* TASK BRIEF: Can you copy the data below word for word, from the line with "like x=66, y=441." to the line with "x=112, y=389", including both of those lines?

━━ EXCERPTED DATA

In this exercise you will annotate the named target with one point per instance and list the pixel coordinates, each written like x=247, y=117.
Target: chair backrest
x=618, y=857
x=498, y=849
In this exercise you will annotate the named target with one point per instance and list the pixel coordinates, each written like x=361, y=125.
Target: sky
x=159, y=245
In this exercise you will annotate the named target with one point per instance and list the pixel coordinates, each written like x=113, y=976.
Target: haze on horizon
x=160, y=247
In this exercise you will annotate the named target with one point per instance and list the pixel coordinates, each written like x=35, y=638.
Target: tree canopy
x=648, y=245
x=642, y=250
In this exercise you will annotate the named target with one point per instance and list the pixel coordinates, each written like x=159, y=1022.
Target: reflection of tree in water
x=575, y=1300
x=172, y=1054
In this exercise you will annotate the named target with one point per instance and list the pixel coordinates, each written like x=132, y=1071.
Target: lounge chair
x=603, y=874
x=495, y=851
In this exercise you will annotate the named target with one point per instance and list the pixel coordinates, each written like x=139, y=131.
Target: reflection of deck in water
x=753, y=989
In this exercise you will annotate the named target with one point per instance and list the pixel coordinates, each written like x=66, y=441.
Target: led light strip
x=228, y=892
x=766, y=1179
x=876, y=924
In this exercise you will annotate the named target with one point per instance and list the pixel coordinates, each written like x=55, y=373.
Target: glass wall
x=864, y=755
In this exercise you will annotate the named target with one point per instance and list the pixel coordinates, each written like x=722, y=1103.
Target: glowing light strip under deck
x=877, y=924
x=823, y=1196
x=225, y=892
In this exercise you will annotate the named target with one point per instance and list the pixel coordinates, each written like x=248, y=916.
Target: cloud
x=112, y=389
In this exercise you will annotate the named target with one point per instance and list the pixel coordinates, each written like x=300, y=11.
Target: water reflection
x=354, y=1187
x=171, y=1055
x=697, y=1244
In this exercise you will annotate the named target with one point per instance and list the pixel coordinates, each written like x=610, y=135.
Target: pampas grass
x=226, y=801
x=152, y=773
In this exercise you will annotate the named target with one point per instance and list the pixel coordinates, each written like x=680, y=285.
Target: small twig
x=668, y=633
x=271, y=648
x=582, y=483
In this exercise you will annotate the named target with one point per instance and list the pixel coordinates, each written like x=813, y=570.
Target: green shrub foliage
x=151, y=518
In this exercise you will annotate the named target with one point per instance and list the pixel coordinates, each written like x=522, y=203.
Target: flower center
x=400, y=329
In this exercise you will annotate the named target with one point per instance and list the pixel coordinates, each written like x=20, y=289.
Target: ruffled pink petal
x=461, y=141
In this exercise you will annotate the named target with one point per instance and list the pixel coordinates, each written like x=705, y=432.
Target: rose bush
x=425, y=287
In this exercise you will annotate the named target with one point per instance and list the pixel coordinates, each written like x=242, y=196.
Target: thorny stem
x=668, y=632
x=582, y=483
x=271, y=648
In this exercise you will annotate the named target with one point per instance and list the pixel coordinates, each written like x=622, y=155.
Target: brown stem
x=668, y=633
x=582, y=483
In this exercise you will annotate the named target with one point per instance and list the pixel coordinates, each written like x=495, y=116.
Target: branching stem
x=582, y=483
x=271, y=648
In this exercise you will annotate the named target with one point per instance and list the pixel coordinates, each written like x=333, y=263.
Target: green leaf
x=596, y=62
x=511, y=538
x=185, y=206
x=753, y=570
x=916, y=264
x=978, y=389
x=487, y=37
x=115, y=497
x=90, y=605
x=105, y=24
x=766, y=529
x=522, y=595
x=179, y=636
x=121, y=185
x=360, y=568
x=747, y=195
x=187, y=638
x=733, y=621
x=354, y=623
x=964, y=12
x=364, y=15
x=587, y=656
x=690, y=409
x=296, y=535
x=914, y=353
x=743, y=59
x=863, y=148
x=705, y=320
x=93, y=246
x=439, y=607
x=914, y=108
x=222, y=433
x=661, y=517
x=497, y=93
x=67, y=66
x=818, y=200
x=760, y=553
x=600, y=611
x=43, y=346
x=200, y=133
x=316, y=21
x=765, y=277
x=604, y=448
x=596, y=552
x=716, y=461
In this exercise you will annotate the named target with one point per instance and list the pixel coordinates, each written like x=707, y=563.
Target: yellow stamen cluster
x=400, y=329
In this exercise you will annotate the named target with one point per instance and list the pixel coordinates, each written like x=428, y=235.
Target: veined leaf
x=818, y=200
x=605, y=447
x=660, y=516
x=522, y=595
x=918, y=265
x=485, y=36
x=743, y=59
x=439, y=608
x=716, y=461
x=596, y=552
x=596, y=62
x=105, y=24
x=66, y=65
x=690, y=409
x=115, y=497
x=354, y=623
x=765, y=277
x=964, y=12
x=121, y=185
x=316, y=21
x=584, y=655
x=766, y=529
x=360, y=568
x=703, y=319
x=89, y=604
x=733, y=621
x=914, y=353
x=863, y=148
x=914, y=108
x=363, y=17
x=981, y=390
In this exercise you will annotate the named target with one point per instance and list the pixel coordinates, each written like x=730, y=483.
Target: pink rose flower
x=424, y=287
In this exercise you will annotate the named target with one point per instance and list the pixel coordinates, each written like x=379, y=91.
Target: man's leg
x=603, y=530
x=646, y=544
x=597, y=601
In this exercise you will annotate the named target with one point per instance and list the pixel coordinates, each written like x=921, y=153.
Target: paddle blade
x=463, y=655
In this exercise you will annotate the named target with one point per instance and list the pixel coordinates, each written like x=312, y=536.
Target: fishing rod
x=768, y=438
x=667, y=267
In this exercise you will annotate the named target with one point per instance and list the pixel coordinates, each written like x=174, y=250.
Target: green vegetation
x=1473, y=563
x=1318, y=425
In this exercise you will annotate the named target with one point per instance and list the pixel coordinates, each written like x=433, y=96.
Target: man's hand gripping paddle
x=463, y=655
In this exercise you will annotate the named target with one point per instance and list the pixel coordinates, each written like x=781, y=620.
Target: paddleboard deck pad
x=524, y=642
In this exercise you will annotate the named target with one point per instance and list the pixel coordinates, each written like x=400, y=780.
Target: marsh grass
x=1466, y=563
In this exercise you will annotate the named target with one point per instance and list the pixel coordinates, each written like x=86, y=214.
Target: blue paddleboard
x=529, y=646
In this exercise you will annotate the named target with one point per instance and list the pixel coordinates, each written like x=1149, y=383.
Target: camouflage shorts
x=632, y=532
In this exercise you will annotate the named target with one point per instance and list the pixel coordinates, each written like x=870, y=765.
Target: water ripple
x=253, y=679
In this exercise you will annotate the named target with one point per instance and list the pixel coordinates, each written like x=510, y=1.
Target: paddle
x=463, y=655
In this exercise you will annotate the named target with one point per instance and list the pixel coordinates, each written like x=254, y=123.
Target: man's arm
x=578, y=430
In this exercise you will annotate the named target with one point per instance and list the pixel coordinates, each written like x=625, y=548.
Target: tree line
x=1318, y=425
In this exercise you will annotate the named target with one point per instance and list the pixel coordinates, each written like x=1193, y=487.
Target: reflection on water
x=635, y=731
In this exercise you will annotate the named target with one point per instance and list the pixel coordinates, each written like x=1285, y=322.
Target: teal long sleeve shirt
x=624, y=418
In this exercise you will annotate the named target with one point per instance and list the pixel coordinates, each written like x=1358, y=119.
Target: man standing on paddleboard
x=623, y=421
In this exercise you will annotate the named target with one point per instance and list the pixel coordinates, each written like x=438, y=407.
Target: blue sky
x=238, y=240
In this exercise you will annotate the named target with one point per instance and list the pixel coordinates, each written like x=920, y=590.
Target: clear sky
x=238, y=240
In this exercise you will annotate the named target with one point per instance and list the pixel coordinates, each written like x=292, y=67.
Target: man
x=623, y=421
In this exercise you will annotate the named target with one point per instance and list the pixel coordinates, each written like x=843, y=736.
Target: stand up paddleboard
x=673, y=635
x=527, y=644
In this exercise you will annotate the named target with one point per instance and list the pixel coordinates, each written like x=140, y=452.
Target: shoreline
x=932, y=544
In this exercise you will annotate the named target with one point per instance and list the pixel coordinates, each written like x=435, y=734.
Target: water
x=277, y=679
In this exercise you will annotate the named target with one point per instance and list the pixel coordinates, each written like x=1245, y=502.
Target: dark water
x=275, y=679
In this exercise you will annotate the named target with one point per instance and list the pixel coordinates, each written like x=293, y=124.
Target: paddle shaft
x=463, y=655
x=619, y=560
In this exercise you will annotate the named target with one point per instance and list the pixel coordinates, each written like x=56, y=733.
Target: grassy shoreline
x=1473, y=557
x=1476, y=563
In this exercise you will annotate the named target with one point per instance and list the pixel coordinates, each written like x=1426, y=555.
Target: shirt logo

━━━━

* WRITTEN RESPONSE:
In this exercise you will annotate the named target with one point per instance and list the pixel coordinates, each written like x=66, y=441.
Target: led light strip
x=228, y=892
x=766, y=1179
x=876, y=924
In this exercise you will annotate the named target with one point per instance and list the pixel coordinates, each written like x=55, y=373.
Target: glass wall
x=864, y=755
In this exercise you will annotate the named target with one point per instance and list the pixel coordinates, each written like x=722, y=1103.
Target: glowing light strip under deck
x=877, y=924
x=823, y=1196
x=225, y=892
In this exercise you will annotate the named target with one point per instance and list the pixel coordinates, each written like x=248, y=916.
Target: cloud
x=112, y=389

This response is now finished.